* Task to complete
Reproduce, without any change, the lines from the one containing "Target: tan marking" through the one containing "M115 103L111 94L105", including both of those lines.

Dataset entries
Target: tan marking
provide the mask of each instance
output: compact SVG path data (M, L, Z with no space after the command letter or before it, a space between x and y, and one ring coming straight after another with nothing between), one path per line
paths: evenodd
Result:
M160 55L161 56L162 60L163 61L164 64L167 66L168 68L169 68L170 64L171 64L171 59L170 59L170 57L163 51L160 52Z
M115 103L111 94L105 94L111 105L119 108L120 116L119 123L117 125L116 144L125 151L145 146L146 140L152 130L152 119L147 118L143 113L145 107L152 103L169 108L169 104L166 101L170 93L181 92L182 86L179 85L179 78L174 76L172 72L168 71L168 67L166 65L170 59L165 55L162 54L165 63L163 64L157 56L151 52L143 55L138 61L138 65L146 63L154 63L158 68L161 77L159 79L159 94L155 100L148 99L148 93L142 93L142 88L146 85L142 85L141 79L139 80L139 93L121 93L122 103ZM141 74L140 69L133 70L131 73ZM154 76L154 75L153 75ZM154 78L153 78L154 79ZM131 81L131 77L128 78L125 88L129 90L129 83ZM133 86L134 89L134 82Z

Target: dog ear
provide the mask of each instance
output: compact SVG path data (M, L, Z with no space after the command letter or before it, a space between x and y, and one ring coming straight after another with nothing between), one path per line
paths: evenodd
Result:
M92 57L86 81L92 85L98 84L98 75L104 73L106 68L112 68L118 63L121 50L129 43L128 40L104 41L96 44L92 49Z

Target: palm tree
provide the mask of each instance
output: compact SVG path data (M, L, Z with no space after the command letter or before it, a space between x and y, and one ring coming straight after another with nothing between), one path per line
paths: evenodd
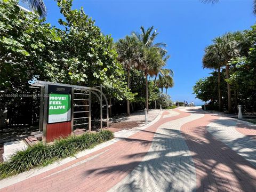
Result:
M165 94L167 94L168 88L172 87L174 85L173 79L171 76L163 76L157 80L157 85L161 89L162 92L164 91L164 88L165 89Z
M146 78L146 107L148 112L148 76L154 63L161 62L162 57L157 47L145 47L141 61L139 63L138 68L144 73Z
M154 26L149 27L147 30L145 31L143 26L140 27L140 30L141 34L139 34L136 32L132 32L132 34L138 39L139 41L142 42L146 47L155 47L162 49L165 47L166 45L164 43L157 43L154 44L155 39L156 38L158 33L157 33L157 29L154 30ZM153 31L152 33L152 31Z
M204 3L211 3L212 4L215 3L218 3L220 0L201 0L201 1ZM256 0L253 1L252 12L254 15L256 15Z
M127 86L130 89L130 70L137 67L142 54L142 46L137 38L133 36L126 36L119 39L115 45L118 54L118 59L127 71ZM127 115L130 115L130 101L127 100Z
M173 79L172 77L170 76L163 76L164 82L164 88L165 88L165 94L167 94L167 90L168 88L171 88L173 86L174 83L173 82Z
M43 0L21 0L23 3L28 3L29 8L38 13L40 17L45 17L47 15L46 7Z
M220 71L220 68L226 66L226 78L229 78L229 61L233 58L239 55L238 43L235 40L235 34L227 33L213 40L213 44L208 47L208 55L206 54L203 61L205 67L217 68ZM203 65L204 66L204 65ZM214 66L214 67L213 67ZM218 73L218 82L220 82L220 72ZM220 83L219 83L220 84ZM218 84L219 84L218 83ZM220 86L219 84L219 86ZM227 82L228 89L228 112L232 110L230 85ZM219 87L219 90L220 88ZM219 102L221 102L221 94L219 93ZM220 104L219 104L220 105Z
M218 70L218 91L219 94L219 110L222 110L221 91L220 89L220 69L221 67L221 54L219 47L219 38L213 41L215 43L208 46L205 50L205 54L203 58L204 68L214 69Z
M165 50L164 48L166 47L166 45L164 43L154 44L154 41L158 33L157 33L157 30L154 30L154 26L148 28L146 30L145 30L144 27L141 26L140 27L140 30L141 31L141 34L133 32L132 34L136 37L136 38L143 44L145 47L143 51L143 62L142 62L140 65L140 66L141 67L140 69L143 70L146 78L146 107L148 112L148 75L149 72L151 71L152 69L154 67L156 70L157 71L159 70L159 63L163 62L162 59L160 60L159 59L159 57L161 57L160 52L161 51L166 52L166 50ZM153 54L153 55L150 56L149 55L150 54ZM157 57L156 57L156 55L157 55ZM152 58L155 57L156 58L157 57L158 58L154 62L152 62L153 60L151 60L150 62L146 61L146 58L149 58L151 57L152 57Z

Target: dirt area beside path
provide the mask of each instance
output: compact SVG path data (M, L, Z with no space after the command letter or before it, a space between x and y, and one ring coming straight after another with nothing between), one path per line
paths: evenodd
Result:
--
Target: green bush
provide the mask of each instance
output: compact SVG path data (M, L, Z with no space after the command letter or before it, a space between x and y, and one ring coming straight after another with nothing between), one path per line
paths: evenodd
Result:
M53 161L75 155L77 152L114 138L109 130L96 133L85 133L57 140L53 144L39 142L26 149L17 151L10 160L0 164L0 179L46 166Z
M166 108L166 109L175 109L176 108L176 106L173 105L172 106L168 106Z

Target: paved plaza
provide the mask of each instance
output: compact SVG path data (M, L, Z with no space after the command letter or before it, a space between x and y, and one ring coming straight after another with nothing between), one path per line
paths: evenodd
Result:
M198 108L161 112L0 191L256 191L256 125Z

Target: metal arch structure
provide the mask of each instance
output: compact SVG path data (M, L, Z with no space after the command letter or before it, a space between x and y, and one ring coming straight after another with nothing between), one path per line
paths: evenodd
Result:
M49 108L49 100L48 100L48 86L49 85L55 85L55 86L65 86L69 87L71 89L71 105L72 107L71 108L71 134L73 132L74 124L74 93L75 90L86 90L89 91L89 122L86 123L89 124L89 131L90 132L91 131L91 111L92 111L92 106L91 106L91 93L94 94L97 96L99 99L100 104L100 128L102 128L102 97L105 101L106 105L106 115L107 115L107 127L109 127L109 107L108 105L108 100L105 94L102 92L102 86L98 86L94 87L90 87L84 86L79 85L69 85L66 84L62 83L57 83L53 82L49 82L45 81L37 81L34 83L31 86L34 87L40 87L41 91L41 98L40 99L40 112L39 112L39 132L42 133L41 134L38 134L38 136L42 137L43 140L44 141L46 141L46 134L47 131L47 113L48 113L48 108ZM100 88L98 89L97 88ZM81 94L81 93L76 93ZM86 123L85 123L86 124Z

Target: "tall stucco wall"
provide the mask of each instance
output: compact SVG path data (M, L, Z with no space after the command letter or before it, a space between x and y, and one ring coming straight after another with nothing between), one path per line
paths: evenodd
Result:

* Result for this exercise
Target: tan marking
provide the mask of each instance
output: compact SVG path data (M, L, Z with no space after the command letter or before it, a space between x and y, and one ring coming straight after another with nothing between), one path per line
paths: evenodd
Result:
M160 55L161 56L162 60L163 61L164 64L167 66L168 68L169 68L170 64L171 64L171 59L170 59L170 57L163 51L160 52Z
M115 103L111 94L105 94L111 105L119 108L120 116L119 123L117 125L116 144L125 151L145 146L146 140L152 130L152 119L147 118L143 113L145 107L152 103L169 108L169 104L166 101L170 93L181 92L182 86L179 85L179 78L174 76L172 72L168 71L168 67L166 65L170 59L165 55L162 54L165 63L163 64L157 56L151 52L143 55L138 61L138 65L146 63L154 63L158 68L161 77L159 79L159 94L155 100L148 99L148 93L142 93L142 88L146 85L142 85L141 79L139 80L139 93L121 93L122 103ZM141 74L140 69L133 70L131 73ZM154 76L154 75L153 75ZM154 78L153 78L154 79ZM131 81L131 77L128 78L125 88L129 90L129 83ZM133 86L134 89L134 82Z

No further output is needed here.